» **Source extract**
= = = =

Friday, July 18, 2014

Reminder on why we need newspapers | Last Word

It’s fashionable to bash newspapers these days.

Actually, it’s always been fashionable to bash newspapers.

And often they’ve earned it.

I, of course, am a newspaper addict.

Fortunately, my addiction remains a cheap one.

You can get the Express-News – a product of the work of hundreds of people here and hundreds more around the world – delivered to your doorstep for less than half the price of a cup of Starbuck’s.

I rarely read a day’s edition without finding something to carp about.

But I also am regularly reminded why I wouldn’t do without it.

This week’s stunning reminder was a three-part series by writer Melissa Fletcher Stoeltje and photographer Bob Owen.
It chronicled the story of Asten Jones, who fought her way out of being a homeless heroin addict, and her mother, Sandy Snell, who (spoiler alert) didn’t.

Jones, who is 30, works at Haven for Hope, one of the few employers likely to say yes when a recovered heroin addict asks permission to fully share her story.

And what a story it is, told with the humble candor of a veteran of Alcoholics Anonymous.

“We had to pursue her,” Stoeltje said of Jones. “”She was reluctant.”

But when she decided to open up, and persuaded her mother to cooperate, Jones was, in Stoeltje’s words, “an open book. She gave me the amazing details. My challenge was to do it in such a way that didn’t sensationalize or exploit them.”

Stoeltje succeeded, and Owen’s remarkable photographs are almost as intimate, including ones of Jones visiting her mother’s “home” under a bridge, where Snell retreated from panhandling for drug money.

“The only thing her mother didn’t want to show was anything to do with drugs,” Owen said. “I was envisioning photographing her shooting up or scoring with her supplier.”

We didn’t need to see that.

The most powerful impact of a story like this is that it lets us know the richness of a life that we otherwise would just throw into a bin in our brain.

What description do we need other than a homeless heroin addict?

But the fact is each life is different, and some, like Asten’s, are remarkable.

= = = =

» **Exercise 1**
According to the column on why we need newspapers, who was the photographer for the three-part series?
» **Exercise 2**
Write the next part of the column on why we need newspapers, starting after its final sentence.

[Photo-based referring expression data]

= = = =

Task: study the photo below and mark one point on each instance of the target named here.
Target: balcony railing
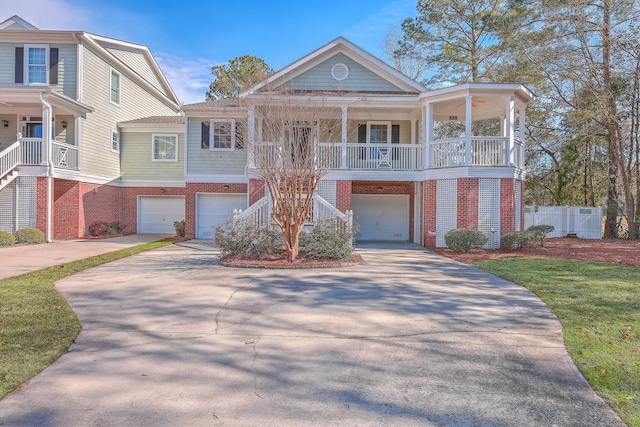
(483, 151)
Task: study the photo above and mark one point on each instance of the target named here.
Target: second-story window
(165, 148)
(115, 87)
(36, 60)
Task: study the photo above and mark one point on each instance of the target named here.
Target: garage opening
(381, 216)
(214, 209)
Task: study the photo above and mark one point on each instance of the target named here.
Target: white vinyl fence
(584, 222)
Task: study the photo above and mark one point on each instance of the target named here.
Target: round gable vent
(339, 71)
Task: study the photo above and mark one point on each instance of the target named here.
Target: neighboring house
(411, 163)
(62, 95)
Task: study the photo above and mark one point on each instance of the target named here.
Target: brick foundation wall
(128, 202)
(343, 195)
(202, 187)
(429, 189)
(41, 204)
(508, 205)
(468, 192)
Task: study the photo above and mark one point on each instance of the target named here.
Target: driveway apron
(170, 338)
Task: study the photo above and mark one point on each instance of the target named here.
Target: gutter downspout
(46, 136)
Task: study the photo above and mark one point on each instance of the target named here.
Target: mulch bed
(616, 251)
(278, 262)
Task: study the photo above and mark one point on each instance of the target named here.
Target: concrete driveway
(410, 338)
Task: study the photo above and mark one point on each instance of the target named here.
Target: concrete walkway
(171, 339)
(15, 260)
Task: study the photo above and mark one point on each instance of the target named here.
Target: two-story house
(62, 95)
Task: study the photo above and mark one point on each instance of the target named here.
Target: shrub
(6, 238)
(327, 241)
(179, 227)
(516, 240)
(29, 235)
(98, 228)
(463, 239)
(540, 231)
(116, 227)
(247, 241)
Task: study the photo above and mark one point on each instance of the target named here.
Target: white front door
(156, 215)
(214, 209)
(381, 217)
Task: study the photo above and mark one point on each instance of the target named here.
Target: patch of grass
(37, 324)
(598, 305)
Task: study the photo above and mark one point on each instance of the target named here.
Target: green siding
(136, 151)
(205, 161)
(359, 79)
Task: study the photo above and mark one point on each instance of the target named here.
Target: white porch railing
(259, 214)
(484, 151)
(64, 156)
(9, 159)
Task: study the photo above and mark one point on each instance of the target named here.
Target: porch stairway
(9, 161)
(259, 214)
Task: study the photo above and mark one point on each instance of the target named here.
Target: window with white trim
(223, 135)
(115, 87)
(115, 141)
(165, 148)
(36, 64)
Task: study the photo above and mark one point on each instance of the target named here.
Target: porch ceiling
(483, 107)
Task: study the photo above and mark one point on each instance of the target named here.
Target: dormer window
(36, 65)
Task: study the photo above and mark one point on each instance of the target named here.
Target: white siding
(205, 161)
(135, 102)
(359, 79)
(135, 149)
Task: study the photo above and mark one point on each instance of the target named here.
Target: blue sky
(188, 37)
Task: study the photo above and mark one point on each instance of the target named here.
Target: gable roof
(355, 53)
(16, 23)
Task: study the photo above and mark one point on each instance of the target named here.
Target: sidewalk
(17, 260)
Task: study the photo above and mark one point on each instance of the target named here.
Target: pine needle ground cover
(37, 324)
(598, 305)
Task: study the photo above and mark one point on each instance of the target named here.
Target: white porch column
(251, 130)
(467, 127)
(429, 136)
(509, 123)
(343, 160)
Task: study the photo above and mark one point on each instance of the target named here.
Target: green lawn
(36, 322)
(598, 305)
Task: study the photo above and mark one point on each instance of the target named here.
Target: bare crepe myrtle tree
(301, 135)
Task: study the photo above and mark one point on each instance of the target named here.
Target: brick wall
(202, 187)
(343, 195)
(508, 205)
(429, 189)
(468, 192)
(129, 203)
(41, 205)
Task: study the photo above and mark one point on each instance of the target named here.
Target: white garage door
(381, 217)
(214, 209)
(157, 214)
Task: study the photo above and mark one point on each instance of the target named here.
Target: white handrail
(10, 158)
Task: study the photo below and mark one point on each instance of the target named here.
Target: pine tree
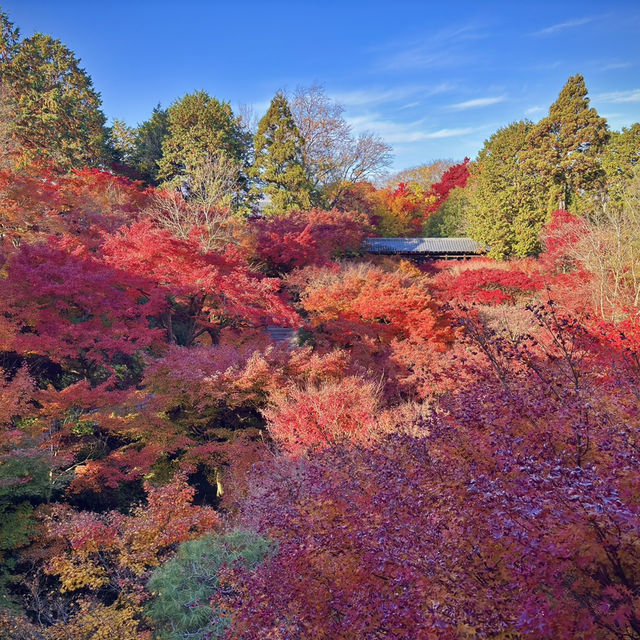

= = = =

» **Exercise answer 1**
Bob Owen

» **Exercise answer 2**
By five she was, in effect, a parent to three younger siblings.

By 10 she had suffered trauma and challenges many of us don’t encounter in a lifetime. And then it got worse.

Long-time viewers may remember me telling the story two years ago of another drug addict who had been homeless.

He broke into our house in Houston at 11 p.m. one night nearly 10 years ago.

I was able to shove him out of the house.

Police caught him soon after, and I later learned that he had not meant to harm us.

He was in a drug-induced paranoid state, thinking he was being chased by murderers.

I got dozens of e-mails from Rambo wannabes accusing me of being less than a man for not shooting him.

And I received an e-mail from his mother, expressing regret for what he did and thanking me for not shooting him.

I met with the mother.

She was a medical administrator and raised Joey Calzada in an affluent Houston suburb.

She showed me pictures of a tow-headed boy in a Cub Scout uniform.

But when he reached puberty, she lost Joey to street gangs despite thousands of dollars worth of counseling and therapy.

Then his mother handed me a Houston Chronicle Sunday magazine with her son on the cover.

It was the gripping, up-close story of his and his girlfriend’s drug-ridden life on the streets.

His was very different from Asten Jones’ story.

But they had one thing in common.

They were both told by Melissa Fletcher Stoeltje, newspaper reporter.